Type out all the records word for word. Any pictures are to be left out.
[Materials provided start]
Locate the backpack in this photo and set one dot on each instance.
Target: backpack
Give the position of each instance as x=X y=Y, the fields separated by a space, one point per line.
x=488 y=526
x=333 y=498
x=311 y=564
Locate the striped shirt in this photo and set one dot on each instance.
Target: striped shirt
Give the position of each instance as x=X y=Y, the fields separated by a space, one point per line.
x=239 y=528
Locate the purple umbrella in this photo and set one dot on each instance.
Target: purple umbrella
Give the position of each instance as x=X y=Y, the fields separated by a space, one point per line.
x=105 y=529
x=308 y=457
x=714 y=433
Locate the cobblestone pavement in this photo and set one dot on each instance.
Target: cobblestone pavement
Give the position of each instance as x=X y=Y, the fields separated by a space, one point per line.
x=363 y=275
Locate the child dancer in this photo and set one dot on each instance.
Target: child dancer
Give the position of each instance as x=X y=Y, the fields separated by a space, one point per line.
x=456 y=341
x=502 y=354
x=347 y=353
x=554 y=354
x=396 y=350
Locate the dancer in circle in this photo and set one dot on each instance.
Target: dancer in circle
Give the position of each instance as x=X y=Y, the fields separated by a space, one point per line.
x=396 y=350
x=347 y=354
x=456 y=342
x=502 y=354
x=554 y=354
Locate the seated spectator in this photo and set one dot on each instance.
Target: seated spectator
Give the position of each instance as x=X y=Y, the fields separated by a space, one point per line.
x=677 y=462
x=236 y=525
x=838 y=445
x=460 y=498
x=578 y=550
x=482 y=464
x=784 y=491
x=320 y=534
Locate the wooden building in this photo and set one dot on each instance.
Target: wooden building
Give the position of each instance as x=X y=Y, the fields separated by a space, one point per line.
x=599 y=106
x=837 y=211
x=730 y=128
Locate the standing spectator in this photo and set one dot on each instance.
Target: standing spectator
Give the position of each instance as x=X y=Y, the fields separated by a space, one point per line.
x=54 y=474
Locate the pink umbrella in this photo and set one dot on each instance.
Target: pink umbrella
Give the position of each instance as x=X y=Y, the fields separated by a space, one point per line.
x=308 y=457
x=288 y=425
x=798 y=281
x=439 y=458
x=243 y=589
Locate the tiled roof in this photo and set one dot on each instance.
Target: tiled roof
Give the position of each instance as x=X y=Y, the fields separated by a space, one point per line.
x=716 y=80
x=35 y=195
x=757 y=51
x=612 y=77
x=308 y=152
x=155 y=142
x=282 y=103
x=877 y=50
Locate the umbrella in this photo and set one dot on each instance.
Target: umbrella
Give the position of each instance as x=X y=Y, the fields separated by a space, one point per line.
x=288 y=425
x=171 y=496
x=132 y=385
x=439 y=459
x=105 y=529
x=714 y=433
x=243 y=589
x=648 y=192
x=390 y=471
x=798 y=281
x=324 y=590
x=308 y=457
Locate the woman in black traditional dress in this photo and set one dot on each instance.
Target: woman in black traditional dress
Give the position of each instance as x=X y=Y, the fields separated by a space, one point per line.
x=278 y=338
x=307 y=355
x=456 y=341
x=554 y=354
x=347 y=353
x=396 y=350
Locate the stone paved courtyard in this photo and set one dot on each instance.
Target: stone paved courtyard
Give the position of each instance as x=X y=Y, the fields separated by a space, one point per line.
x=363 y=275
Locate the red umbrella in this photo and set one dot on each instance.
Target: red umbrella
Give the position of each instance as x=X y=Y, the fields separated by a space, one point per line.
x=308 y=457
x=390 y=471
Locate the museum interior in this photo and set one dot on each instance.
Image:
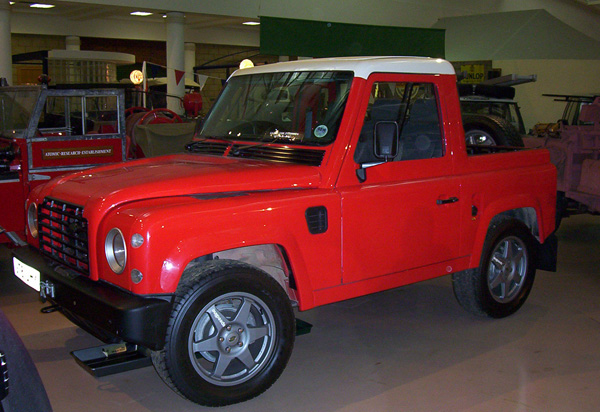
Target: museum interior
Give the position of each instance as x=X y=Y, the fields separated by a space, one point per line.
x=145 y=90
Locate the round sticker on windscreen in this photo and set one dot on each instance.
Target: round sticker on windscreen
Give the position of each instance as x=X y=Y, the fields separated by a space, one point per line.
x=321 y=131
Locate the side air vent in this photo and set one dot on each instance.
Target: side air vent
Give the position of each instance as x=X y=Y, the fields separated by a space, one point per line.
x=309 y=157
x=216 y=148
x=316 y=219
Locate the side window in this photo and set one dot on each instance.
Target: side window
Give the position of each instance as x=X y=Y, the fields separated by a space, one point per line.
x=413 y=106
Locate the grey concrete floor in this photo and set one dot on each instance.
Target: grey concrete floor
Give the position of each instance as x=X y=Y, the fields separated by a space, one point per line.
x=409 y=349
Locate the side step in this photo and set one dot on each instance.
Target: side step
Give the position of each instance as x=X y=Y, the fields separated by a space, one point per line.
x=122 y=357
x=112 y=358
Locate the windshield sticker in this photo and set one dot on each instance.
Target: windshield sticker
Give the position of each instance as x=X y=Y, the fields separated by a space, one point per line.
x=289 y=136
x=321 y=131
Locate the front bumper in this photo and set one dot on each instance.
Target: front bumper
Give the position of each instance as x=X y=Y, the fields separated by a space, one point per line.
[Materials provided end]
Solution for this problem:
Locate the backpack in this photo and set one dot on each instance.
Target: backpack
Give the position of each instance as x=X y=Y, the fields separated by a space, one point per line.
x=488 y=526
x=333 y=498
x=311 y=564
Locate the striped shirt in this photo and set one dot on each instance.
Target: striped shirt
Give the position of each instance as x=X y=Y, the fields separated by a space, one point per line.
x=239 y=528
Locate the purple umbrella in this photo and set one dot on each instance.
Target: purple umbrella
Give the position of each instance as x=X y=Y, the fields separated by a space, one point per line.
x=105 y=529
x=308 y=457
x=714 y=433
Locate the cobblestone pavement in this photo and set one dot on each instance.
Target: cobblestone pavement
Give the position of each instance as x=X y=Y, the fields separated by a space, one point per line.
x=363 y=275
Locate the child dancer in this photo and set one dot on each instance.
Target: child dancer
Give the position of each instance as x=X y=Y, the fields separated by a space, one point per line.
x=456 y=341
x=502 y=354
x=347 y=353
x=554 y=354
x=396 y=350
Locate the dancer in circle in this photo and set one dot on each instance.
Target: dancer in circle
Give the position of each instance as x=X y=Y, the fields separated by a space, one point per line.
x=396 y=350
x=347 y=354
x=456 y=342
x=502 y=354
x=554 y=354
Locate the seated spectator in this photo and set one dot on each instance.
Target: seated spectator
Give the position of each instance as x=X y=Y, the fields separated by a space, one point per line.
x=677 y=462
x=236 y=525
x=838 y=445
x=460 y=498
x=578 y=550
x=482 y=464
x=784 y=491
x=320 y=534
Locate the wooden building in this photo and set one dot on each instance.
Target: wooden building
Give the position of each instance as x=X y=Y, the fields separated by a space, one point per line.
x=599 y=106
x=837 y=211
x=730 y=128
Locate the standing spectator in this photo and set one dot on each instance.
Target: standing spectator
Give the position of each instance as x=X y=Y, the fields separated by a space, one point per line.
x=54 y=474
Locate the pink umbrella in this photo and set one dot on each instance.
Target: pink umbrella
Give the position of each instance as x=X y=Y, the fields separated by a space, one point per line.
x=308 y=457
x=288 y=425
x=798 y=281
x=439 y=458
x=243 y=589
Locate the tiled roof in this photo and set one dot on each instance.
Target: tiled roof
Give the position of each instance as x=X y=Y, the fields separated by a space, one point per line.
x=716 y=80
x=35 y=195
x=757 y=51
x=612 y=77
x=308 y=152
x=155 y=142
x=282 y=103
x=877 y=50
Locate the umbrella in this photo and set one dot on each instance.
Target: umbrella
Give the position of each instance as x=X y=Y, the fields separated by a space, one point per line.
x=288 y=425
x=171 y=496
x=132 y=385
x=439 y=459
x=105 y=529
x=714 y=433
x=243 y=589
x=648 y=192
x=390 y=471
x=798 y=281
x=324 y=590
x=308 y=457
Locate the woman in black traditional dress in this photo and set one dot on each instance.
Target: woman in black traditional dress
Give the position of each instance as x=X y=Y, the fields separated by a space, one point per line.
x=278 y=338
x=307 y=355
x=456 y=341
x=554 y=354
x=347 y=353
x=396 y=350
Locate the stone paved courtyard in this photo and set one dot on each instance.
Target: stone paved courtyard
Give the position of each instance as x=X y=Y, the fields separated by a space, one point per line.
x=363 y=275
Locate the red umbrella in this photo and set one dot on each instance.
Target: red umbrella
Give the position of each instance as x=X y=Y, the fields separated by a space, one point per line.
x=308 y=457
x=390 y=471
Locate the museum interior in this photo and set one dot on each instance.
Image:
Target: museum interior
Give the position of each instance as x=X y=Y, the fields separated by a space, one point per line.
x=145 y=90
Locate the round sticker on windscreen in this photo and set one dot on each instance.
Target: round sticker on windscreen
Give the position of each instance as x=X y=Y, the fields separated by a space, one point per line.
x=321 y=131
Locate the side air vent in this photo and set one dot on each instance.
Target: side air vent
Give the position of each instance as x=X y=Y, the fields separated by a space, one point per line.
x=309 y=157
x=216 y=148
x=316 y=219
Locate the side window in this photo and set one dot on each instance.
Target: side window
Give the position of each instance as x=X y=Y, the fields separated by a space, one point per line.
x=413 y=106
Locate the grey concrete floor in this photo and set one dot on each instance.
Target: grey concrete floor
Give the position of each instance as x=X y=Y, the fields separated by a space, one point per line.
x=409 y=349
Locate the side step in this photo and set one dot on each instance.
Target: side step
Give the position of each instance as x=X y=Y, the fields separated by a space, one point per line.
x=122 y=357
x=112 y=358
Locate the windshield sticker in this photo and set one dot on each instance.
Target: windshield sticker
Give the position of each instance as x=X y=Y, the fields separated by a space, one point per line.
x=289 y=136
x=321 y=131
Locate the front bumper in this photo and set one dot on each instance.
Target: front bumper
Give the position of each instance as x=X y=Y, the fields separated by a space, one point per line.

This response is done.